_Data supplied_
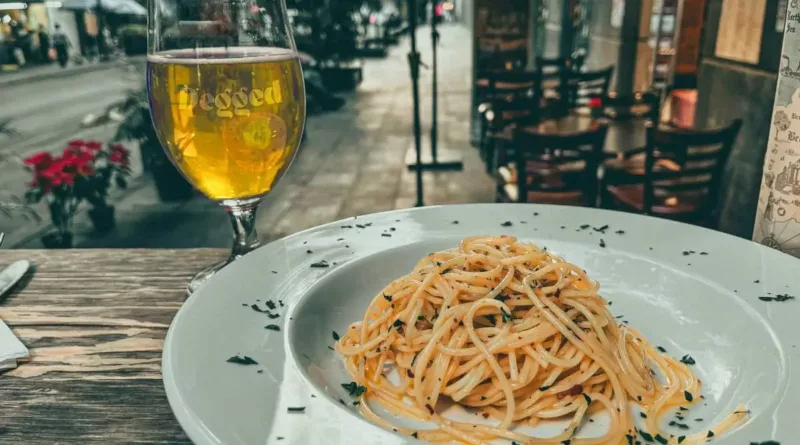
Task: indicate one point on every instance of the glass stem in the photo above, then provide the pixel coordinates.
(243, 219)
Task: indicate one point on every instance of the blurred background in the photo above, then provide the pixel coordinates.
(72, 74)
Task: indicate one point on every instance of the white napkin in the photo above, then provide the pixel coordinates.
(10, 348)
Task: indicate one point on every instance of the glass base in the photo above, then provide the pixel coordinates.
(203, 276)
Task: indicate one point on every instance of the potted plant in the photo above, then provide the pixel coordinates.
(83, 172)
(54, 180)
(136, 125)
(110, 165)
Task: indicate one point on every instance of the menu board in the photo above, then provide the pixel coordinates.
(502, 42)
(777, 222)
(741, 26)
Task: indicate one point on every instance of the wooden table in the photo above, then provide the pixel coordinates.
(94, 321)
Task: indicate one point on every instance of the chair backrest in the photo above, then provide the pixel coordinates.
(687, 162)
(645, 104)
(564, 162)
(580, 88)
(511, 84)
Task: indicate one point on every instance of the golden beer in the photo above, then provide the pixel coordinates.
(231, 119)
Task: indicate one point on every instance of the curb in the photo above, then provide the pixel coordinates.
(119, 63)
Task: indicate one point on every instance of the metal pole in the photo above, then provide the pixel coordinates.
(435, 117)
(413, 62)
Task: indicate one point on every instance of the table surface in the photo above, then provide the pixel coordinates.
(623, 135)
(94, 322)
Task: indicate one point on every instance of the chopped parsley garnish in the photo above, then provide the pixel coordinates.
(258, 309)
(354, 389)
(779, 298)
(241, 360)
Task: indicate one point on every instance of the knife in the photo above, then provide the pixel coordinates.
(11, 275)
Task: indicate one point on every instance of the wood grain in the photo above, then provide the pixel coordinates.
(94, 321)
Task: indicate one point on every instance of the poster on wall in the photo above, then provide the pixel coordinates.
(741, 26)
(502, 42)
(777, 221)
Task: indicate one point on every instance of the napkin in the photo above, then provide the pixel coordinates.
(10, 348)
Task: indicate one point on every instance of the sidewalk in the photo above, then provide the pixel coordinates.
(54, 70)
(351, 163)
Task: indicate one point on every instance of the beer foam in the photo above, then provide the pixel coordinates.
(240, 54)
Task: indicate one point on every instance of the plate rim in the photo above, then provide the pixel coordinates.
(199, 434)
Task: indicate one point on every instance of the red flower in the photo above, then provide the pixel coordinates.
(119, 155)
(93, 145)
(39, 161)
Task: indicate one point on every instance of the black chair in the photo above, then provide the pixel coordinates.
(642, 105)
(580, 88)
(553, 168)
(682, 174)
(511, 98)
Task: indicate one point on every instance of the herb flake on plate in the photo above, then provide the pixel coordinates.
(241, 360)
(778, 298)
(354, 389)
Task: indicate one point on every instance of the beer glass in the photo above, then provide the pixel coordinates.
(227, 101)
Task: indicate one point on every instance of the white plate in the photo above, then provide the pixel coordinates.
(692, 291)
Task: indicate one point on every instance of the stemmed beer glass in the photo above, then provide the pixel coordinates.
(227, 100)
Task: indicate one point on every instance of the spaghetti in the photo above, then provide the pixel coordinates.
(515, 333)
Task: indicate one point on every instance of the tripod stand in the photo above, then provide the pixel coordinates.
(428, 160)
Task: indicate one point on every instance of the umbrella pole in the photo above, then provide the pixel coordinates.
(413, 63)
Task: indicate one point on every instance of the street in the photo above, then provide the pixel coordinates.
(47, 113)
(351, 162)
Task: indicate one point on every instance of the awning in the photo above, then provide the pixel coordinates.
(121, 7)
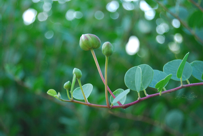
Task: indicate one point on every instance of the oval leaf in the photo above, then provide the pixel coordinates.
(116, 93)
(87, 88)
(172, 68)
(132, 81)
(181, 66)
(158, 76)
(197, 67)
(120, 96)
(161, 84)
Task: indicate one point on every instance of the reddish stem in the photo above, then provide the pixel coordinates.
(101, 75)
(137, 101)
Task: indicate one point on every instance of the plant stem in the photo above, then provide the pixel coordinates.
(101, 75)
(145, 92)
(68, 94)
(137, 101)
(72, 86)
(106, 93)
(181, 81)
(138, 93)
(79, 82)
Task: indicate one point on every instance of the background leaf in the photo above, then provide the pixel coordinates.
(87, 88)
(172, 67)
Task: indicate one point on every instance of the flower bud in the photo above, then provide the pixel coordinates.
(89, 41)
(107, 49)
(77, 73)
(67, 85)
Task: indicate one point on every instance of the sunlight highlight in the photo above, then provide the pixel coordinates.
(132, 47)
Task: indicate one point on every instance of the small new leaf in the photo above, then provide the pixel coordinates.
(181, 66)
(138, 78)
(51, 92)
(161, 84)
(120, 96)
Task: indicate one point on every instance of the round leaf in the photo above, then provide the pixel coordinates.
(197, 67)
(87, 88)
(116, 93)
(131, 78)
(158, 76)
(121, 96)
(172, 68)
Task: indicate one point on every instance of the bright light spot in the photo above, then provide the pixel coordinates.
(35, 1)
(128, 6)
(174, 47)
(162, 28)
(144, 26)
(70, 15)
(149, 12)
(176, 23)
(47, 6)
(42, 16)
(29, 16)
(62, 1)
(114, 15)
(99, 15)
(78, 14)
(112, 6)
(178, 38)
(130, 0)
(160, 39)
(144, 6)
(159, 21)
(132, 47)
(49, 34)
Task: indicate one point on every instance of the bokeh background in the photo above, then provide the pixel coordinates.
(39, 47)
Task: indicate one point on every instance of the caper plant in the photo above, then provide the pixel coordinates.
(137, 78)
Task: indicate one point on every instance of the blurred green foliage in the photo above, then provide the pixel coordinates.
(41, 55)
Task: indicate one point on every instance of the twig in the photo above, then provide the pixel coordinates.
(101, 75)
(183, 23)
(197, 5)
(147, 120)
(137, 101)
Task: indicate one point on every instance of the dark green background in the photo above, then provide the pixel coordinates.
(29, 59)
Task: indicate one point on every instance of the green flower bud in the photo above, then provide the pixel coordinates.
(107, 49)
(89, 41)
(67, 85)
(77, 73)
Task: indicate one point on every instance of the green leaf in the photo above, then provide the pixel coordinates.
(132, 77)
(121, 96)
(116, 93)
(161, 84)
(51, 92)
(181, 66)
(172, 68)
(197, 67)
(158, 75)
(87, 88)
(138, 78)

==

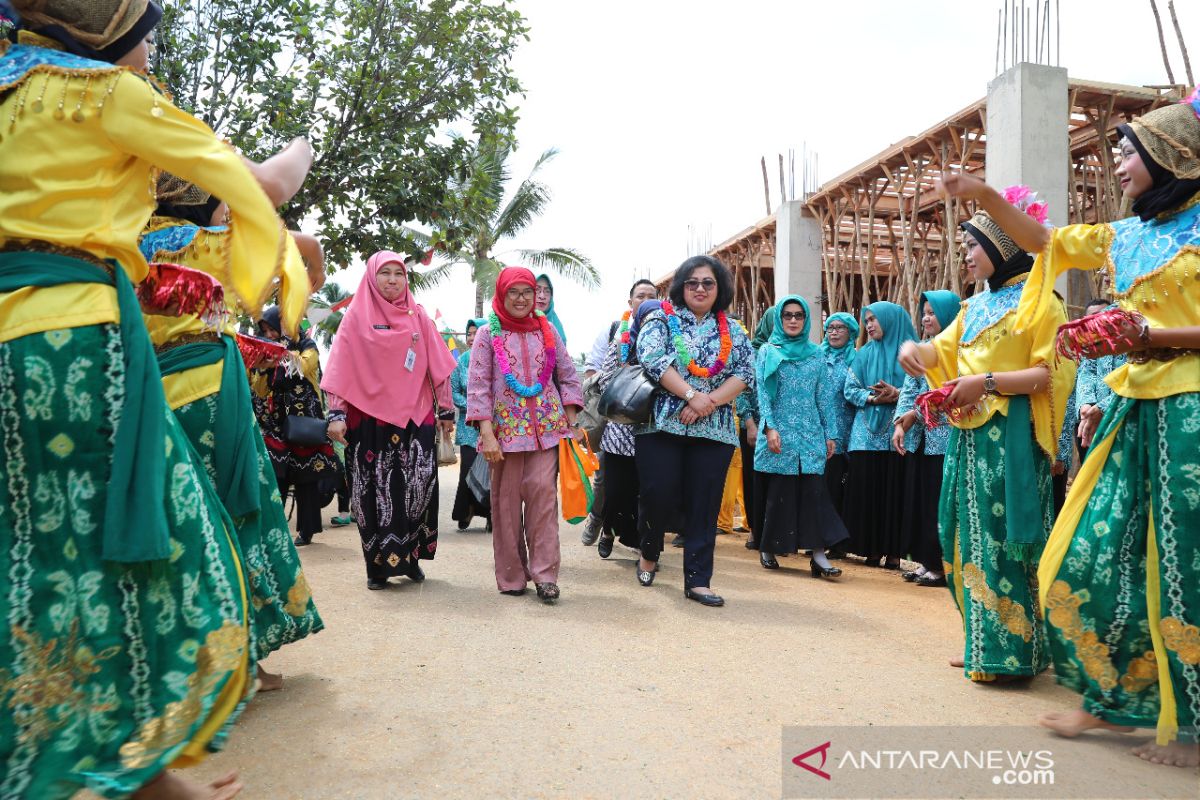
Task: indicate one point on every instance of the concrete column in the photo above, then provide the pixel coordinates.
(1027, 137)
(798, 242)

_Problem statement_
Pick out and copy each line of the material above that contains the string "pole".

_Correct response_
Task: indicate one point on every instance of the metal pole in the photo above, then provide the pixel coordinates.
Task: indicate one point on every instance of the umbrella pole in the photo above, then provide the pixel coordinates.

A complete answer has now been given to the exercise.